Schreiben Sie aus dem Textabschnitt den Teil wortgetreu ab, der mit den Worten „Die Familien Göres“ beginnt und mit „auf Höfe verteilt.“ endet.
===== Textabschnitt
Im Jahre 1939 wird Galizien schon vor Beginn des Zweiten Weltkrieges zwischen Hitler und Stalin aufgeteilt. Noch vor Ende des Krieges gegen Polen wird eine deutsch-sowjetische Kommission gebildet und die Registrierung aller Personen und deren Eigentum vorgenommen. Ende 1939/Anfang 1940 werden ca. 50.000 deutschstämmige Galizier ins Deutsche Reich umgesiedelt. Dies verläuft sehr chaotisch. Über verschiedene Lager, oftmals sind die Männer und Söhne und die Mütter mit den Töchtern in unterschiedlichen Lagern untergebracht, werden die Deutschen in den annektierten Reichsgau Wartheland gebracht. Es gibt Familien, die über den Umweg von Lagern in Berlin und Sachsen nach Oberschlesien kommen. Damit ist die Geschichte der Deutschen in Galizien beendet. Quelle: https://de.wikipedia.org/wiki/Galizien

https://commons.wikimedia.org/wiki/File:Wartheland.png?uselang=de

Reichsgau Wartheland

Die Familien Göres und Schneider sind in der ersten zum Teil chaotisch ablaufenden Umsiedlungs welle nicht dabei. Sie bleiben noch bis 1941 in Galizien und werden dann direkt in den “Reichsgau” Wartheland umgesiedelt. Die Unterbringung in einem Übergangs lager bleibt ihnen erspart. Sie werden direkt auf Höfe verteilt.

Am 13. März 1943 heiraten Emilie und Wilhelm. Wilhelm ist zu diesem Zeitpunkt bereits von der Wehrmacht eingezogen und erhält Heiratsurlaub. Seine Einheit ist das Wachbataillon, das zunächst zum Schutz der “Wolfsschanze”, Hitlers Führerhauptquartier in Ostpreußen, eingesetzt ist. Als Hitler sich nach Berlin zurückzieht übernimmt das Wachbataillon den Schutz des Führerbunkers in Berlin.

Anfang 1944 sehen sich die Eheleute ein letztes Mal. Emilie wird schwanger und bringt neu Monate später, am 11. Januar 1945, Helmut in Lilienfeld im Warthegau zur Welt.

Flucht aus dem Wartheland nach Sandersdorf

Am 31. Januar 1945 muss Emilie mit ihrem gerade drei Wochen alten Helmut aus Hohensalza im Warthegau vor der herannahenden Roten Armee fliehen. Frauen mit kleinen Kindern werden in den Zug in Richtung Westen gesetzt. Und so werden Emilie und ihr kleiner Sohn Helmut von Emilies Eltern getrennt. Marie und Johann Göres gehen mit Pferd und Wagen im Treck auf die Flucht.
==========
===== Übungsdaten
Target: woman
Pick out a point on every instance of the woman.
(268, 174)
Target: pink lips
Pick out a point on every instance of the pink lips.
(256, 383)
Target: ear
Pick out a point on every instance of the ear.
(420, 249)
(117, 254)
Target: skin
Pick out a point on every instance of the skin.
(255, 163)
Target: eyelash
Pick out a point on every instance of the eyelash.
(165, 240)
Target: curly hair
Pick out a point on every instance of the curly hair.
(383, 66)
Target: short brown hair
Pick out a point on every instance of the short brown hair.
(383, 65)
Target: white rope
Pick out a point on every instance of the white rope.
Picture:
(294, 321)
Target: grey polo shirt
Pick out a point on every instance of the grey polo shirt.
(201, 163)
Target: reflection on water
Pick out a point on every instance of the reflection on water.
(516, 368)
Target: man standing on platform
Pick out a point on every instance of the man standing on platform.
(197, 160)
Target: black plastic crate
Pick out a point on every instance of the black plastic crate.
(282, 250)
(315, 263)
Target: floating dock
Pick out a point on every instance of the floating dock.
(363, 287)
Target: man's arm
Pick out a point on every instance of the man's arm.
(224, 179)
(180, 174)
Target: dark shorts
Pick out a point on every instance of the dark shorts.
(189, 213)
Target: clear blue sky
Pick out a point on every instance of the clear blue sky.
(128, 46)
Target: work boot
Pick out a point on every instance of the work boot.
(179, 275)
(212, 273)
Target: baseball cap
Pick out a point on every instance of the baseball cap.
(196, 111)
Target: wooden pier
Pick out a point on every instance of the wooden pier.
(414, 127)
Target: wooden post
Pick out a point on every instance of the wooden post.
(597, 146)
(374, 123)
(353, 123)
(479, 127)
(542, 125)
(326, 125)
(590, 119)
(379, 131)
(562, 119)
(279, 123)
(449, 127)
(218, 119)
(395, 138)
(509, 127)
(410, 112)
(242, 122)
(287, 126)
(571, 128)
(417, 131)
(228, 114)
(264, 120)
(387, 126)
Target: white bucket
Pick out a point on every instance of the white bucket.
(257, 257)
==========
Ergebnis der Übung:
Die Familien Göres und Schneider sind in der ersten zum Teil chaotisch ablaufenden Umsiedlungs welle nicht dabei. Sie bleiben noch bis 1941 in Galizien und werden dann direkt in den “Reichsgau” Wartheland umgesiedelt. Die Unterbringung in einem Übergangs lager bleibt ihnen erspart. Sie werden direkt auf Höfe verteilt.